Data records section start

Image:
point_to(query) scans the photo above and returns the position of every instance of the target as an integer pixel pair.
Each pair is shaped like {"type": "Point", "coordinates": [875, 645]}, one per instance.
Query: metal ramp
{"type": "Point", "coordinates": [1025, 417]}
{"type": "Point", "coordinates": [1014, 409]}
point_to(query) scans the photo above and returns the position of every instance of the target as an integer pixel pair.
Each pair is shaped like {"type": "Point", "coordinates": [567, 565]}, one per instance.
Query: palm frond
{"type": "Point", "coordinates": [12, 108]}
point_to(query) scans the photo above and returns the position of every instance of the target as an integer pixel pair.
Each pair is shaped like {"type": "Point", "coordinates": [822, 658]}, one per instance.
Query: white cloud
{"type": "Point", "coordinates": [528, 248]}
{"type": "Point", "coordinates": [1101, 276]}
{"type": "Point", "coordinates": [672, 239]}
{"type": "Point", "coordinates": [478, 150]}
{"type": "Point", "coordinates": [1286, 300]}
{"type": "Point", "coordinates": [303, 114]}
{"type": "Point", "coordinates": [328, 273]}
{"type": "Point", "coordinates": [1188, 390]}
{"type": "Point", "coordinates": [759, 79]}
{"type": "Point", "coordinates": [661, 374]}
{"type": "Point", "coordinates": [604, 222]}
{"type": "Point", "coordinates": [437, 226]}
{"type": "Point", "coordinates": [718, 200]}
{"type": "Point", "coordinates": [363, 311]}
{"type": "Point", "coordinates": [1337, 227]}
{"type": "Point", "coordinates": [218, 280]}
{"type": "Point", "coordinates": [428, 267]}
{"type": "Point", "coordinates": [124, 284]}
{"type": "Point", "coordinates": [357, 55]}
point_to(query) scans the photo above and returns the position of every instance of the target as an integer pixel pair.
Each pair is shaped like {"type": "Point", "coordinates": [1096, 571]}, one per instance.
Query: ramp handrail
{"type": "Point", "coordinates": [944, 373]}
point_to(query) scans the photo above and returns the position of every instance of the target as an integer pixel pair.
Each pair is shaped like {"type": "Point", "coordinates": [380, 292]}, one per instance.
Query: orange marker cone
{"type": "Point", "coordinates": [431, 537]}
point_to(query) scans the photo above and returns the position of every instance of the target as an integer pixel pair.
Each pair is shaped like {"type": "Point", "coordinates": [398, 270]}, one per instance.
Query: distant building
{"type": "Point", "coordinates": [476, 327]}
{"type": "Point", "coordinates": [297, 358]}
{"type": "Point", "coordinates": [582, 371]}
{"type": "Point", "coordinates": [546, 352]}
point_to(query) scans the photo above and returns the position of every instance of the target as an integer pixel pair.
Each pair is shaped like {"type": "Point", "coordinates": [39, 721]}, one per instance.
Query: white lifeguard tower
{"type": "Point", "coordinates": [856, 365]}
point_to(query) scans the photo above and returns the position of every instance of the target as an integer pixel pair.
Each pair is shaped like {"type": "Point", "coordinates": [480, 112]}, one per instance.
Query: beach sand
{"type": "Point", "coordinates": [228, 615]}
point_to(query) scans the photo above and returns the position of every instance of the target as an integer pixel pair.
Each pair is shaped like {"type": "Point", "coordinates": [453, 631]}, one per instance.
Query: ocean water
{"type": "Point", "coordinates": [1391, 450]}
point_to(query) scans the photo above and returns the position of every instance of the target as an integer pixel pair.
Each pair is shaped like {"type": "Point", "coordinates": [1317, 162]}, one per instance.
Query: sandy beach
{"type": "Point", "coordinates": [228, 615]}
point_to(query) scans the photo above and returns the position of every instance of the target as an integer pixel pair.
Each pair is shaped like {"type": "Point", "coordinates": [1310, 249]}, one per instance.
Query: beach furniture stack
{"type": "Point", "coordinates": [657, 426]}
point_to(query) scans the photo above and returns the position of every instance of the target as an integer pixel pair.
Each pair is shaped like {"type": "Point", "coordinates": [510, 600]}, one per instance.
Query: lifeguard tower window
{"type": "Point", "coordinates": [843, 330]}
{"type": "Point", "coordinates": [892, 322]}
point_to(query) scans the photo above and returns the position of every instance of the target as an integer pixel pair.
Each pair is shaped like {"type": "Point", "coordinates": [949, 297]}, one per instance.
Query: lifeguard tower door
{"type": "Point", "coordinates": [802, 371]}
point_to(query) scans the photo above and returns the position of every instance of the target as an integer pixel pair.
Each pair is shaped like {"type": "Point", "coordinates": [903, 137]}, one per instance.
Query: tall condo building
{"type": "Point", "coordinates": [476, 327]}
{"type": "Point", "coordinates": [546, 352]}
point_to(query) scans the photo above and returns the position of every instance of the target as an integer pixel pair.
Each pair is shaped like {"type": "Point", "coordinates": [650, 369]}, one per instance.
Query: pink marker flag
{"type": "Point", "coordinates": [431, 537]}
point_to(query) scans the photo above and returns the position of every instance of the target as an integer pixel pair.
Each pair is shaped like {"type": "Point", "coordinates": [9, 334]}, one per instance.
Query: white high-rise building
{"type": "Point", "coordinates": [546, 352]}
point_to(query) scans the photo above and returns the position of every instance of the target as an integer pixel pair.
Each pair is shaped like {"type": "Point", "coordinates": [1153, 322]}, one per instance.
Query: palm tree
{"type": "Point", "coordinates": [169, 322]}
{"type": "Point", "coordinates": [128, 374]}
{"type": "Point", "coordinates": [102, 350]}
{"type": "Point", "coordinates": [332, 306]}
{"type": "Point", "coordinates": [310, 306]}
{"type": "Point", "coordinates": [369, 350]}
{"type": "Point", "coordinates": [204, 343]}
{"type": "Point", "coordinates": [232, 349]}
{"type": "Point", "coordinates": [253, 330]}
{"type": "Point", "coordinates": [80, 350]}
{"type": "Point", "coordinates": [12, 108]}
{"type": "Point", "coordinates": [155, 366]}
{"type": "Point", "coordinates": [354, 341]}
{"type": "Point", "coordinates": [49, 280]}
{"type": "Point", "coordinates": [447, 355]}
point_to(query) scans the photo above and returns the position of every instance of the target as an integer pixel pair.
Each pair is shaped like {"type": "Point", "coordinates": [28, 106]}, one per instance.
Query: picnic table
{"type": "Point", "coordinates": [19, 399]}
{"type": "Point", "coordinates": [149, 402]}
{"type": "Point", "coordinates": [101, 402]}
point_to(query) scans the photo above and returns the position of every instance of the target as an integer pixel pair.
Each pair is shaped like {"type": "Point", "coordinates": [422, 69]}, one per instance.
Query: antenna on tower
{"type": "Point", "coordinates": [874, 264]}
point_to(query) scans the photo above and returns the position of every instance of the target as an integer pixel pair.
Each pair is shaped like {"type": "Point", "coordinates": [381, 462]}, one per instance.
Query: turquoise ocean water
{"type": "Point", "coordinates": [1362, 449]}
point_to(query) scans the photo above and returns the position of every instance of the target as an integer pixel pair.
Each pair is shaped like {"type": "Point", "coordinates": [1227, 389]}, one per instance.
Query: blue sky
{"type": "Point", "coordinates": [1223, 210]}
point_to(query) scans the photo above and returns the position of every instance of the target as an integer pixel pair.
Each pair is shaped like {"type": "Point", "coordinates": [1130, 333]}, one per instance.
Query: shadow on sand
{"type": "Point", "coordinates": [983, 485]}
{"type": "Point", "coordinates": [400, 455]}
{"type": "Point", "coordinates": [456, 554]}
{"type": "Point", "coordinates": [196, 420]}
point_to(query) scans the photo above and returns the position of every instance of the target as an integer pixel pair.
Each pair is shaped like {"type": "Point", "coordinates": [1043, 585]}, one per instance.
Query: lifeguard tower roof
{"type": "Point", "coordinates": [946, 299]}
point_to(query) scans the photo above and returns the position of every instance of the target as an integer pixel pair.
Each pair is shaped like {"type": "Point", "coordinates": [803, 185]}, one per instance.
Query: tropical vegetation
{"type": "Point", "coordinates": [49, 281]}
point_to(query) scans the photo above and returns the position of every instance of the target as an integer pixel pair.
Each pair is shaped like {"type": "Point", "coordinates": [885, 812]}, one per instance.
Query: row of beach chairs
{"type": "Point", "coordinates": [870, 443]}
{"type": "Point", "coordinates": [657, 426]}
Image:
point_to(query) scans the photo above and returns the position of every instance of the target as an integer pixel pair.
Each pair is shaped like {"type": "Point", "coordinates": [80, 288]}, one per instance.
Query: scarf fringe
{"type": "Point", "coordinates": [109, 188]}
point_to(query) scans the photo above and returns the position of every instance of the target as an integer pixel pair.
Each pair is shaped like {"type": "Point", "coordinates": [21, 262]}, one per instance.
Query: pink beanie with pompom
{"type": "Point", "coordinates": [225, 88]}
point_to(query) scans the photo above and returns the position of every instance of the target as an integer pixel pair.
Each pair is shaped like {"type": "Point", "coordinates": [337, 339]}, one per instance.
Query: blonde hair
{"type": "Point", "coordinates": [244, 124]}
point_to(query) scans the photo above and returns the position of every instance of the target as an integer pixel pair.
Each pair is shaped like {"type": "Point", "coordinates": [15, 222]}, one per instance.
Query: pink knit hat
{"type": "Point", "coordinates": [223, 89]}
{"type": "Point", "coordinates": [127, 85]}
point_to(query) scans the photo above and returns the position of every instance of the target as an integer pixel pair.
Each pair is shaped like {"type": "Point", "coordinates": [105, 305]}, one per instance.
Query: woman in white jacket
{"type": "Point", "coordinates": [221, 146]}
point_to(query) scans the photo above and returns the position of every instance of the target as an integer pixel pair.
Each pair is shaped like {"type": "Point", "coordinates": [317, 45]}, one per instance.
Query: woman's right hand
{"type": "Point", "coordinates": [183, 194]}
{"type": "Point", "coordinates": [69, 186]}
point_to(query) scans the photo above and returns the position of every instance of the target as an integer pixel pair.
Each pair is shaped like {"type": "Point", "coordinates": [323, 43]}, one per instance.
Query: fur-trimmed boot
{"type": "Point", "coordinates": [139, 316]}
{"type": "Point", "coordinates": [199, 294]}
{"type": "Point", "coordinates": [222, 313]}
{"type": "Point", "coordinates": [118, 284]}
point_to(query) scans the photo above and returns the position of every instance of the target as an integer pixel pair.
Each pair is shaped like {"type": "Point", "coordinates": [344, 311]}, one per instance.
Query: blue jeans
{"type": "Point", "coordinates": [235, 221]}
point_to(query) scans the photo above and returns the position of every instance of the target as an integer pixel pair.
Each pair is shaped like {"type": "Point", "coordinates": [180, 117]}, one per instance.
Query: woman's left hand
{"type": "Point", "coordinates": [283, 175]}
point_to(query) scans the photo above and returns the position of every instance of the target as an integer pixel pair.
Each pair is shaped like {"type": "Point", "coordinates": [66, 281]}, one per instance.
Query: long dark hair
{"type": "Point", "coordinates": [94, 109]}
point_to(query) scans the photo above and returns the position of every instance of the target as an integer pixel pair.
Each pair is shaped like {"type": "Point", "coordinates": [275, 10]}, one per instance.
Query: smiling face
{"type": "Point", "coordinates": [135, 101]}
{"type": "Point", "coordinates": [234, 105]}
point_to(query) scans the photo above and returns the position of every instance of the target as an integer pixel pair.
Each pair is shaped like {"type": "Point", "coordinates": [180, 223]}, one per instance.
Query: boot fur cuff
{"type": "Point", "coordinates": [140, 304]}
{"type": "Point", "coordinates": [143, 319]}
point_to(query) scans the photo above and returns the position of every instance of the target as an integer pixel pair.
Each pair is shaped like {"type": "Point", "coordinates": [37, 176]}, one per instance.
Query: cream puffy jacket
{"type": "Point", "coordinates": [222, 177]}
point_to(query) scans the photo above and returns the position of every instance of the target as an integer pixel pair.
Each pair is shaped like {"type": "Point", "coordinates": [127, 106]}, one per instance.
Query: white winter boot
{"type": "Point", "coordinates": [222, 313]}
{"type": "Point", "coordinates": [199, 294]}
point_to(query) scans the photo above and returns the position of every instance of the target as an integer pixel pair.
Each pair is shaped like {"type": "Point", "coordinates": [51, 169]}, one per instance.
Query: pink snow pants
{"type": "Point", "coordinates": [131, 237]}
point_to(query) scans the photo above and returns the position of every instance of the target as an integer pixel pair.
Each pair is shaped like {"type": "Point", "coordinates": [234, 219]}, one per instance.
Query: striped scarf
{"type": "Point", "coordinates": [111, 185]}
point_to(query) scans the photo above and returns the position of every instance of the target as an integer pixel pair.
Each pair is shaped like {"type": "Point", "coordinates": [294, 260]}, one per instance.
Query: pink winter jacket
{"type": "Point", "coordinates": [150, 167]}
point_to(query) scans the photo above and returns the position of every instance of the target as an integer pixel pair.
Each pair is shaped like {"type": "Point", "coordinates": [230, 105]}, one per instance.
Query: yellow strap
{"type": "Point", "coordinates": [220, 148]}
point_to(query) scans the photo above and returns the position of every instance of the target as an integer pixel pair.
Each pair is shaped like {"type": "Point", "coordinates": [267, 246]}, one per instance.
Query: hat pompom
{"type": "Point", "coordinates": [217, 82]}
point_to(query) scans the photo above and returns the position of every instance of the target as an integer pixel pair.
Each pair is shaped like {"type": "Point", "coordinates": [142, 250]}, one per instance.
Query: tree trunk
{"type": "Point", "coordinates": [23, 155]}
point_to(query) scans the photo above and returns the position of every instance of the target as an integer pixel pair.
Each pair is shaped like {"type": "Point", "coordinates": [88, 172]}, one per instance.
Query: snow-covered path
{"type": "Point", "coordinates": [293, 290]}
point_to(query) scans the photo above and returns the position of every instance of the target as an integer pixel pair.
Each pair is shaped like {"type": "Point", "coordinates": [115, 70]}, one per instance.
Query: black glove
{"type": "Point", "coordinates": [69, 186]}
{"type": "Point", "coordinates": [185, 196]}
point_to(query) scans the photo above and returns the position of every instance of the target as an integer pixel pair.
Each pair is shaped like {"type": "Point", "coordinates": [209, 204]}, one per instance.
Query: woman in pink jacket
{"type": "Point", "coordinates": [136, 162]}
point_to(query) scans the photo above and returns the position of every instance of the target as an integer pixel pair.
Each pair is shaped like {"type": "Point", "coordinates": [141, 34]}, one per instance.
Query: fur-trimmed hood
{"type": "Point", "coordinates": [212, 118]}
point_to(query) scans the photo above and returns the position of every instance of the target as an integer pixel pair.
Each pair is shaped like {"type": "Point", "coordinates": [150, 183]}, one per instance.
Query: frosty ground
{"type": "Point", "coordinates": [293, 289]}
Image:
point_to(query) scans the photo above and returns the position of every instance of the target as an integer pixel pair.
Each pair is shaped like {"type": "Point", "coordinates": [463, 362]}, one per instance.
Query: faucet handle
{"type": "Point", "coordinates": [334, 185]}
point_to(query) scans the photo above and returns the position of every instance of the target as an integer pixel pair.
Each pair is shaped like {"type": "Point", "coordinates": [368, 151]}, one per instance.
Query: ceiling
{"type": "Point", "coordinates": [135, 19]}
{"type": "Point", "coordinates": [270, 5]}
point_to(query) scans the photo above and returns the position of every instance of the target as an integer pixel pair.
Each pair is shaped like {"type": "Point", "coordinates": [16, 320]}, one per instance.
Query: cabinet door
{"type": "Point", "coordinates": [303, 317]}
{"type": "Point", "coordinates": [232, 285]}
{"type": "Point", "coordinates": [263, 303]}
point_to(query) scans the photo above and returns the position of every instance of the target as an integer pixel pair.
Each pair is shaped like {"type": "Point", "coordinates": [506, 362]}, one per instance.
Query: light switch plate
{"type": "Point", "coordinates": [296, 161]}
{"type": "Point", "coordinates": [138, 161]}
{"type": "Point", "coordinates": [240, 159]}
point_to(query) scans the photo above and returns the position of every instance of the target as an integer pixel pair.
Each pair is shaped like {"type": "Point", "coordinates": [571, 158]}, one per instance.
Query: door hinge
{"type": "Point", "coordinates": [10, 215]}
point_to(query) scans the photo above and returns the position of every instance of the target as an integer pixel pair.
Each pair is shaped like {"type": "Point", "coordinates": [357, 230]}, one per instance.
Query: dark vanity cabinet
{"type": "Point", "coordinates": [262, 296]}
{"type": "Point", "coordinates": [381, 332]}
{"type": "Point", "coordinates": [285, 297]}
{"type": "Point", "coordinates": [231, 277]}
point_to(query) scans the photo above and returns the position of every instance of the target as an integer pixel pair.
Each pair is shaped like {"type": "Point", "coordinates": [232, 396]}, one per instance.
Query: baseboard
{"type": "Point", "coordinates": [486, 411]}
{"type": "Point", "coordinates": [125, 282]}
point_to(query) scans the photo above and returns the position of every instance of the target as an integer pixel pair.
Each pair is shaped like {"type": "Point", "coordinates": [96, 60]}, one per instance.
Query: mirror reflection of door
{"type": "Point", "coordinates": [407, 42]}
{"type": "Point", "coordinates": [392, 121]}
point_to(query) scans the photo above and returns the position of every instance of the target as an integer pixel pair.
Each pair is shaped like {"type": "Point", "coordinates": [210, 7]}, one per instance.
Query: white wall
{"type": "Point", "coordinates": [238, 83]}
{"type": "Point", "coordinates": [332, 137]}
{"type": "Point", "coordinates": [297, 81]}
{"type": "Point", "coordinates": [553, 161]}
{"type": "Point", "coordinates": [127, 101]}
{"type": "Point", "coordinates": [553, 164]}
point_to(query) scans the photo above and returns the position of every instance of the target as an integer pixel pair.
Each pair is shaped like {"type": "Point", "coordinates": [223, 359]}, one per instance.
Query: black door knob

Data records section end

Your task is to copy exactly, and only, the lines from the line with "Query: mirror reflection of door" through the last line of the entries, both included.

▸ Answer to this task:
Query: mirror reflection of door
{"type": "Point", "coordinates": [407, 42]}
{"type": "Point", "coordinates": [392, 121]}
point_to(query) scans the photo above and returns the position of every instance of the target as an integer pixel pair.
Each pair is shaped like {"type": "Point", "coordinates": [210, 7]}, one per instance.
Query: white wall
{"type": "Point", "coordinates": [238, 83]}
{"type": "Point", "coordinates": [332, 137]}
{"type": "Point", "coordinates": [297, 81]}
{"type": "Point", "coordinates": [553, 161]}
{"type": "Point", "coordinates": [127, 101]}
{"type": "Point", "coordinates": [553, 164]}
point_to(query) scans the photo above and returns the position of every instance of the target as an integer pixel pair.
Each pair is shaped like {"type": "Point", "coordinates": [223, 359]}, one per instance.
Query: black door knob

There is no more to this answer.